** Begin **

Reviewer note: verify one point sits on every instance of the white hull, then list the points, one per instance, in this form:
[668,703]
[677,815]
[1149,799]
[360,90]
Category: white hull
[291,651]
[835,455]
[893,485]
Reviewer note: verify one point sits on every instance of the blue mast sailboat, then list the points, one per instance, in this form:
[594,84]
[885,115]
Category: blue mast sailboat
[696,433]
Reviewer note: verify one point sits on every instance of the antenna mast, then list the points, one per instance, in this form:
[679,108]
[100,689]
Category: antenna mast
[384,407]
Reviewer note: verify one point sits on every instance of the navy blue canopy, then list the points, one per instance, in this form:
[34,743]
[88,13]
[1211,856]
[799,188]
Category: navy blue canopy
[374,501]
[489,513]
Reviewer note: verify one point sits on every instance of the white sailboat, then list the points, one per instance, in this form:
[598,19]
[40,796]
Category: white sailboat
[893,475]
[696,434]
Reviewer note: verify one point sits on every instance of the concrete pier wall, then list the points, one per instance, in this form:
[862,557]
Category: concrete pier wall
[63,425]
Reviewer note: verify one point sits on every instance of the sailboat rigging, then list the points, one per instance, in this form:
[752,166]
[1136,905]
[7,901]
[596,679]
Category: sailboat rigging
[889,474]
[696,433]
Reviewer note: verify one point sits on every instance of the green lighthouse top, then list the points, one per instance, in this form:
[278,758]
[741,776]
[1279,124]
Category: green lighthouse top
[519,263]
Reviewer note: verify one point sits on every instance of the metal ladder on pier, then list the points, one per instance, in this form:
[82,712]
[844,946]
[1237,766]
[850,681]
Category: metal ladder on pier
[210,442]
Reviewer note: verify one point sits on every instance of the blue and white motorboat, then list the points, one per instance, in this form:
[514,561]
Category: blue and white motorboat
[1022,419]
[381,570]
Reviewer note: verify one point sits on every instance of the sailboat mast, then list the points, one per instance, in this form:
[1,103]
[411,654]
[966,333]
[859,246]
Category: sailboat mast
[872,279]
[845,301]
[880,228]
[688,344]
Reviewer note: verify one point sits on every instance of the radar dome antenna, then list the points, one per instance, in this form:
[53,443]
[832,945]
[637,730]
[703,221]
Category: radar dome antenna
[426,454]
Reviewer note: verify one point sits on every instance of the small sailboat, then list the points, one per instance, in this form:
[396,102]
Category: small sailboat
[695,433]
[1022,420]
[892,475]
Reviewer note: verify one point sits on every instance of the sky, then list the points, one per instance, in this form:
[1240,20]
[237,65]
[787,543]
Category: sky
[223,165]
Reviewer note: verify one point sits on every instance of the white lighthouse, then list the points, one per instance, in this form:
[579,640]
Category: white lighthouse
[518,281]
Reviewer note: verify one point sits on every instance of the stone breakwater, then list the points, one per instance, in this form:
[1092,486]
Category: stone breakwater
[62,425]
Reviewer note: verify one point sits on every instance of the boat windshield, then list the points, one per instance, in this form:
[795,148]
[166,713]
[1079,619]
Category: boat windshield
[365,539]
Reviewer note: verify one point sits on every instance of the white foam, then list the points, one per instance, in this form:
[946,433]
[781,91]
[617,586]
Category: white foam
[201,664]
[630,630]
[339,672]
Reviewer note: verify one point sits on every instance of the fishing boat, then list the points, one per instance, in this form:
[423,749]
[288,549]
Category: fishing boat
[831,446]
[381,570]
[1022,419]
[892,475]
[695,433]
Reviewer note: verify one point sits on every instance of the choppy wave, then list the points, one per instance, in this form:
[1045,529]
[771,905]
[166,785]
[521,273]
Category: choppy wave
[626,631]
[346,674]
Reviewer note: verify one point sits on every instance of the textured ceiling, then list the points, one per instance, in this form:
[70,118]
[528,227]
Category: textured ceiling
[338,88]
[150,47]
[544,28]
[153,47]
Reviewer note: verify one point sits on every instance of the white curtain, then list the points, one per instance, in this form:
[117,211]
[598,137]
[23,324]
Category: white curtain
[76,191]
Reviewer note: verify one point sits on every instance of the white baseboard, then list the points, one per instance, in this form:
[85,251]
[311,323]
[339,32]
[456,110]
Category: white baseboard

** End **

Directions
Starting with the line that contains "of the textured" and continuing through the end of the records, write out every line again, requests included, with each coordinate in the answers scaled by 2.25 and rounded to a whole number, halves rounded up. Keep the coordinates in the requests and their format samples unchanged.

Answer to this task
Reviewer note: verify one point sits on every instance of the textured ceiling, then list the points, one per instance, in this form:
[70,118]
[528,227]
Category: textured ceiling
[761,198]
[338,106]
[1224,63]
[344,106]
Reviewer note: verify one point sits on every instance of the white curtain, then list the points, one per instance, in this form:
[117,211]
[598,137]
[23,324]
Category: white curtain
[171,430]
Reviewer note: verify one point sits on every instance of the white baseboard, then list the points, one per instance, in this form:
[85,251]
[311,323]
[339,32]
[456,110]
Category: white baseboard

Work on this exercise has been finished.